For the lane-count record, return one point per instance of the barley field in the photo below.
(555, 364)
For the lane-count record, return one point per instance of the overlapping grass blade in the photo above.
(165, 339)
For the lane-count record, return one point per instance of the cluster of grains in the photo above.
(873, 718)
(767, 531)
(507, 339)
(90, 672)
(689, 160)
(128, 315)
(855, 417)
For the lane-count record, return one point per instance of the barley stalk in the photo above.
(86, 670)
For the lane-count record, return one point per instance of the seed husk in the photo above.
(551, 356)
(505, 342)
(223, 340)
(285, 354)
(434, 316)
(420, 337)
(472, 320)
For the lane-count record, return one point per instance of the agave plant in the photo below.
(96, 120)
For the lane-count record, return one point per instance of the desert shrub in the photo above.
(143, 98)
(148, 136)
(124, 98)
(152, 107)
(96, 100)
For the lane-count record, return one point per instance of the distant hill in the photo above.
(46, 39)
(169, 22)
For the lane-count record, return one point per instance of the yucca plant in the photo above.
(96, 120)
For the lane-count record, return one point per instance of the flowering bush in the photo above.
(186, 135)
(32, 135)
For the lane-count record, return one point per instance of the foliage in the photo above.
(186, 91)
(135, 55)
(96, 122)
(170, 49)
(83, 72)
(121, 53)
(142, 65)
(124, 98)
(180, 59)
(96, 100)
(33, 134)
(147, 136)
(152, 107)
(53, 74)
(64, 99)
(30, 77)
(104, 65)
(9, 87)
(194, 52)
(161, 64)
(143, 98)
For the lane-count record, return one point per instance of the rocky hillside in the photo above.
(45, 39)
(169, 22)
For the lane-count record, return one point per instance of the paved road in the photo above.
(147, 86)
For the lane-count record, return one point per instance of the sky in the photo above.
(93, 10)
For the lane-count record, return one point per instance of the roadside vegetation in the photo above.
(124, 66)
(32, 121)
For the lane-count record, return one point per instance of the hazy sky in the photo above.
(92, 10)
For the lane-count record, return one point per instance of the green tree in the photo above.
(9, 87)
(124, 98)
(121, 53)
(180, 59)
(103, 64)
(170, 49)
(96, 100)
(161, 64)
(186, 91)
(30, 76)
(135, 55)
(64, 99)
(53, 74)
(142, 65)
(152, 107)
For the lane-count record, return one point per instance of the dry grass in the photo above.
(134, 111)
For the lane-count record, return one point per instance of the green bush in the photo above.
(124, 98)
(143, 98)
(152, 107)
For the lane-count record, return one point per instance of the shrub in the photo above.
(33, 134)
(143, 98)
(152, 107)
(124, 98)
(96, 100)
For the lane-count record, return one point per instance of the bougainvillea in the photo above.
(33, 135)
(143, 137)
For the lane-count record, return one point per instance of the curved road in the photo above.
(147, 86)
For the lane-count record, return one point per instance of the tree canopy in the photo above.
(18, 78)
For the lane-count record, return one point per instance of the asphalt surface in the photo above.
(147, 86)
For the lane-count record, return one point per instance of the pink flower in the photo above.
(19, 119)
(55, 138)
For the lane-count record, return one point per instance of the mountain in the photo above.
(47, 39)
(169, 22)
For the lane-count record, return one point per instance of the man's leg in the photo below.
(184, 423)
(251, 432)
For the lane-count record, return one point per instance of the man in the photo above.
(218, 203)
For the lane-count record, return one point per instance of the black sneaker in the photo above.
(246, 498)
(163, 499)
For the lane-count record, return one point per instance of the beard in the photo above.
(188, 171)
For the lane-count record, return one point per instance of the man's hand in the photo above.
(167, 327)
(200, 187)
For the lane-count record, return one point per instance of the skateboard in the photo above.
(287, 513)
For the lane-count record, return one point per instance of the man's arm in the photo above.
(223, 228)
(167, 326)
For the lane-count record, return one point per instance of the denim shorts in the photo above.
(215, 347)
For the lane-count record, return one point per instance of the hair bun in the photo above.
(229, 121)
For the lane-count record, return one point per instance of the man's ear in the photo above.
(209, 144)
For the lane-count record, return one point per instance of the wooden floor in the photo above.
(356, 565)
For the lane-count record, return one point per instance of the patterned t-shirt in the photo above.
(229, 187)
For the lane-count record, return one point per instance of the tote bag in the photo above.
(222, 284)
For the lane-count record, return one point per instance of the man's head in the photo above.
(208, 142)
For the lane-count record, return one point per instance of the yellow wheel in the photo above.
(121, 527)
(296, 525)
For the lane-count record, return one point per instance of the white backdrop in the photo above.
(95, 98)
------------------------------------------------------------------------
Can you recast the records above as a JSON list of strings, one string per line and no blank lines, starting at the line that contains "floor in the photo above." and ending with the final line of the records?

[
  "For the lane-count record, return one point per instance of the wooden floor in the photo above.",
  "(356, 565)",
  "For the lane-count record, return one point per instance of the patterned t-shirt in the photo above.",
  "(229, 187)",
  "For the lane-count record, return one point per instance of the tote bag in the photo above.",
  "(222, 284)",
  "For the lane-count record, return one point per instance of the man's head in the photo above.",
  "(208, 142)",
  "For the lane-count record, return one point per instance of the yellow wheel in the photo above.",
  "(121, 527)",
  "(296, 525)",
  "For the lane-count record, return one point per instance of the white backdrop in the photo above.",
  "(95, 98)"
]